- _YOUR GOAL_: Reproduce every row below verbatim, leaving out the pictures.

== == ==

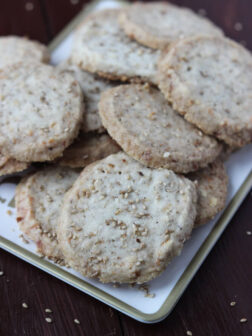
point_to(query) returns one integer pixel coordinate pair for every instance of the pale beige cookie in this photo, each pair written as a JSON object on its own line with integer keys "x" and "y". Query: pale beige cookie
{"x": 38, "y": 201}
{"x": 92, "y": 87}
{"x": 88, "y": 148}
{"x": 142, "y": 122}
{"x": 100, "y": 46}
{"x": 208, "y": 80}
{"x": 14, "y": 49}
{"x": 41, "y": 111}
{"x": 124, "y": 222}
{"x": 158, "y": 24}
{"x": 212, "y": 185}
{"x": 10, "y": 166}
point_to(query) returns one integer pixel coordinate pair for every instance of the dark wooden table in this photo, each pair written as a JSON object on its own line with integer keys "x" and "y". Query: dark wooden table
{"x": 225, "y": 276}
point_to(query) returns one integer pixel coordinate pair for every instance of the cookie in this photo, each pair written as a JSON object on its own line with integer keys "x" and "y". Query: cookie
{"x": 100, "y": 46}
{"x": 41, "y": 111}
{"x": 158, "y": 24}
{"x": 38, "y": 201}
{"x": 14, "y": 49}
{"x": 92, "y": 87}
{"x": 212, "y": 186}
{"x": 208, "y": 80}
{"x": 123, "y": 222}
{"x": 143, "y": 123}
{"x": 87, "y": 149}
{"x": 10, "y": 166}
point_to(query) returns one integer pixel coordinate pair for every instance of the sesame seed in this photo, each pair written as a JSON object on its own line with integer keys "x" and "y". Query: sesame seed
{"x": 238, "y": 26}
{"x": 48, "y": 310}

== == ==

- _WORKED SOLUTION_:
point_to(query) returns one integer pixel coordinate pair for every instance of the pale beige cookie in this photo, each pair written as a JSON object on its own line with integer keys "x" and "y". Query: pale beige cookie
{"x": 38, "y": 201}
{"x": 92, "y": 87}
{"x": 88, "y": 148}
{"x": 142, "y": 122}
{"x": 100, "y": 46}
{"x": 208, "y": 80}
{"x": 14, "y": 49}
{"x": 41, "y": 111}
{"x": 124, "y": 222}
{"x": 158, "y": 24}
{"x": 212, "y": 185}
{"x": 10, "y": 166}
point_to(query) returns one integer pixel coordinate pair for every instance of the dark wooden table in this photo, each pair written as a JSON object on its own line with integer keys "x" and "y". Query: dark wooden table
{"x": 225, "y": 276}
point_to(query) returns one integer pixel coordinate pair for every instance of the cookie in this photo, each pair written as a JSON object on its own line with integer keys "x" and "y". Query: cookie
{"x": 100, "y": 46}
{"x": 41, "y": 111}
{"x": 158, "y": 24}
{"x": 38, "y": 201}
{"x": 14, "y": 49}
{"x": 92, "y": 87}
{"x": 212, "y": 186}
{"x": 208, "y": 80}
{"x": 123, "y": 222}
{"x": 143, "y": 123}
{"x": 87, "y": 149}
{"x": 10, "y": 166}
point_to(query) returns one integer pixel coordinate pair for every instance of the sesame seed in this photo, each pair written as a JSON object on its own line with integer keys "x" and "y". Query: sesame seed
{"x": 238, "y": 26}
{"x": 48, "y": 310}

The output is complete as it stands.